[INFORMATION SUPPLIED]:

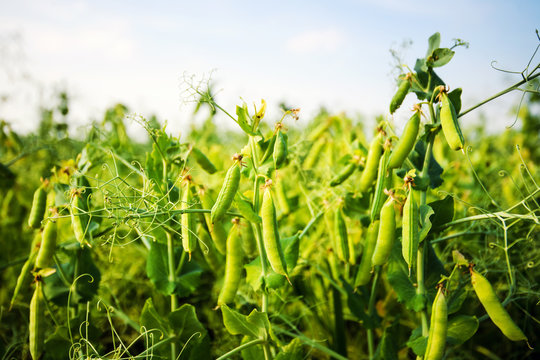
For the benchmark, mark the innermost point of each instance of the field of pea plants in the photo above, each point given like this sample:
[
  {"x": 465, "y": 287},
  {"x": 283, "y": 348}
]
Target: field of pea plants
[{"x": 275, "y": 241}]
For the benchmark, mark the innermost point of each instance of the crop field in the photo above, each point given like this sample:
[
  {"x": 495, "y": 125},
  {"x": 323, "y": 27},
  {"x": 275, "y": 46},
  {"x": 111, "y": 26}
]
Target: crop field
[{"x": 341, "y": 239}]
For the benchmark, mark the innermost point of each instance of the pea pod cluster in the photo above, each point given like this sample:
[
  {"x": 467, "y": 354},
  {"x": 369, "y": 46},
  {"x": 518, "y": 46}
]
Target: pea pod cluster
--
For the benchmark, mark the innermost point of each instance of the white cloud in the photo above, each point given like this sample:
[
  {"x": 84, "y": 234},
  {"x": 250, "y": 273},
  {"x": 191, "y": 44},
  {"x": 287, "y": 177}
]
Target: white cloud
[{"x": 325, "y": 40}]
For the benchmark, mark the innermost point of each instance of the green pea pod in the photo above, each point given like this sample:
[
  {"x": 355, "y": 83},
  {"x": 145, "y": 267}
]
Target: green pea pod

[WHAT NEEDS TO BE DONE]:
In the part of the rows that opens with the line containing "of the white" and closes with the line containing "Target: green pea pod", replace "innermost point" with "center point" and give those lines again with everything else unchanged.

[RESULT]:
For the benchmark, mark the center point of each instance of the white cloud in the photo above, each point given like this sample:
[
  {"x": 84, "y": 234},
  {"x": 250, "y": 273},
  {"x": 191, "y": 44},
  {"x": 287, "y": 177}
]
Target: white cloud
[{"x": 325, "y": 40}]
For the benchmark, mark the center point of each instance of the green pea pod in the photo above, each point given like this sample:
[
  {"x": 355, "y": 83},
  {"x": 145, "y": 267}
]
Target: green pea pod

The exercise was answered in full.